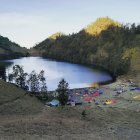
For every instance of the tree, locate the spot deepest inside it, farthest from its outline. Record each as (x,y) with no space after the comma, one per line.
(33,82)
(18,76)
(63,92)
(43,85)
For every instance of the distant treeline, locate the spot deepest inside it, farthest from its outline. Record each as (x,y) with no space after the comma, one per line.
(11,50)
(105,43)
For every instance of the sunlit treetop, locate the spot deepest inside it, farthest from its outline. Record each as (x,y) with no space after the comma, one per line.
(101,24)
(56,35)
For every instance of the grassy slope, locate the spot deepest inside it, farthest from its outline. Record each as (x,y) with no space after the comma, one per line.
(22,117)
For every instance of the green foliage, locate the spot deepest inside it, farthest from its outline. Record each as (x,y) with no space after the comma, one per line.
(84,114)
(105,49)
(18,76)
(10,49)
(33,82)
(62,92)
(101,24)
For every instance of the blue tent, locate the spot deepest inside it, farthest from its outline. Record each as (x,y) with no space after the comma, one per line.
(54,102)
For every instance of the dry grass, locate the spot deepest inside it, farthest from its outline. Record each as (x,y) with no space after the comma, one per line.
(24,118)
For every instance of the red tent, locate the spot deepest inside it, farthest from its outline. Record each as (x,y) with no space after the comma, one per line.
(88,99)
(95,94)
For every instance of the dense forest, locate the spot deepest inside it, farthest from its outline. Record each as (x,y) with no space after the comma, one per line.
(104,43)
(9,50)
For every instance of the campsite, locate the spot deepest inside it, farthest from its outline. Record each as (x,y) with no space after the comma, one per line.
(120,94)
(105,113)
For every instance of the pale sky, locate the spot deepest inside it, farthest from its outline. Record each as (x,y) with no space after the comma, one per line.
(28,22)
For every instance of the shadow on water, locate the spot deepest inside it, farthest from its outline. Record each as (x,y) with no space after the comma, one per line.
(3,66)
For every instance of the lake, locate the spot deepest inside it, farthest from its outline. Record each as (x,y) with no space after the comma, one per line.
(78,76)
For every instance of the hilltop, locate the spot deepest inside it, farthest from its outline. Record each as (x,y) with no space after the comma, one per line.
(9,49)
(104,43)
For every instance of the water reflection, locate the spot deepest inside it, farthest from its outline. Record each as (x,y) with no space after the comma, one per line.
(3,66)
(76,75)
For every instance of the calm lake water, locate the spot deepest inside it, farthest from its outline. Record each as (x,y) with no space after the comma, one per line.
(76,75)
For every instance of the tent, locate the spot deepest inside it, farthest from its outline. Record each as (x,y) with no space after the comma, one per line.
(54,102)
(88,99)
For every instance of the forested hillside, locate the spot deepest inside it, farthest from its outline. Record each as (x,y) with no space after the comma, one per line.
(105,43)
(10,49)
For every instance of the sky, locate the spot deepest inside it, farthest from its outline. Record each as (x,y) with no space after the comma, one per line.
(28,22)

------------------------------------------------

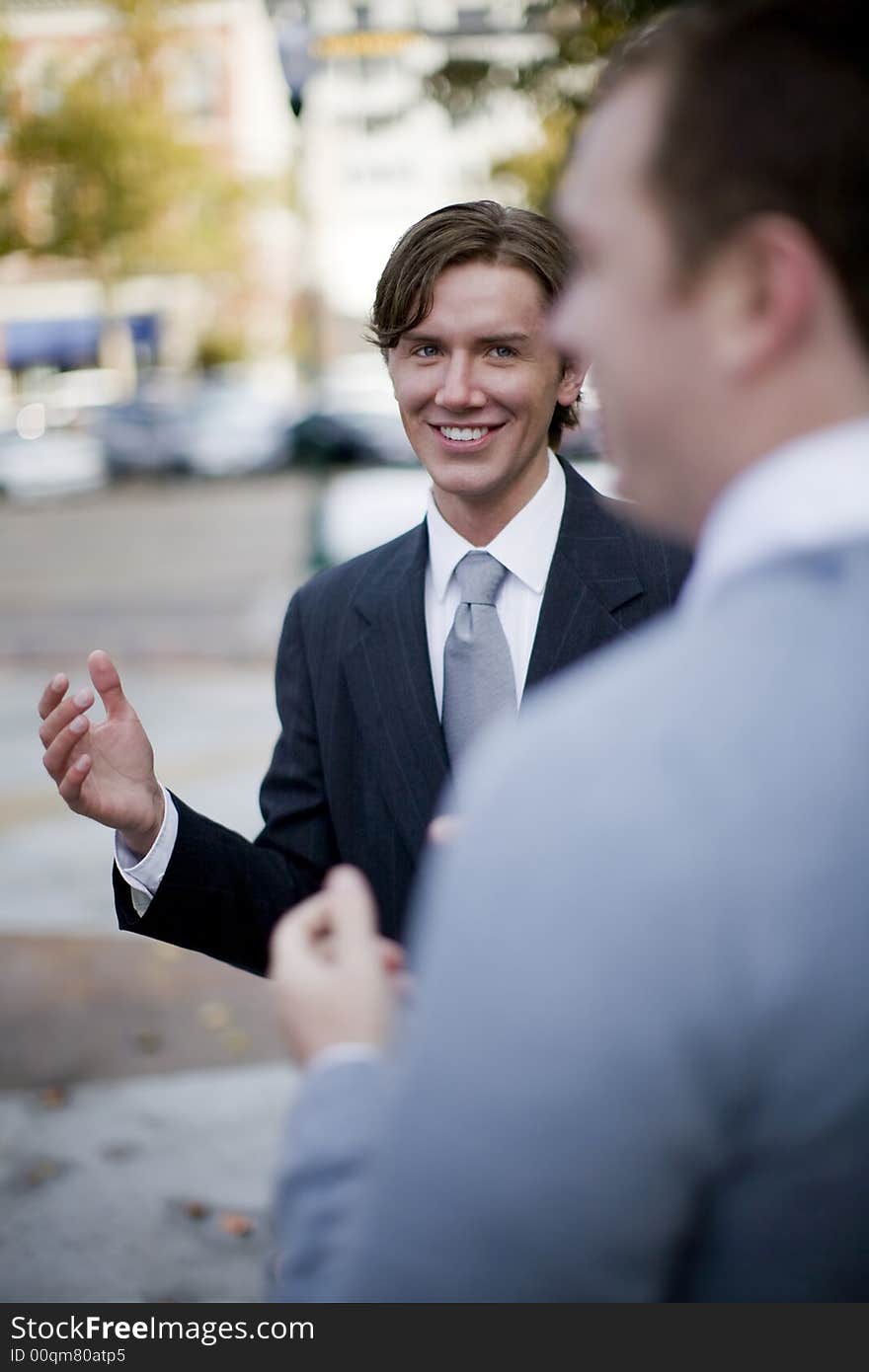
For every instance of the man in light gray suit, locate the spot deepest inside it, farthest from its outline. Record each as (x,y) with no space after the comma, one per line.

------------------------------------------------

**Given request**
Pick out each line of the data above that contains the string "tent" and copy those lines. Case counts.

**Answer to this task**
For every instance of the blue tent, locate the spot deepest inside it, farthest from its outline. Record each as (x,y) with no space after the comma, one per line.
For every instance of the red tent, locate the spot deepest inside it, farthest from its outline. Record each as (x,y) with no space after the comma, one per line.
For every instance of the tent, locate the spot deepest inside it, farthest from its outline. Record each as (x,y) with no space after the comma, one per line.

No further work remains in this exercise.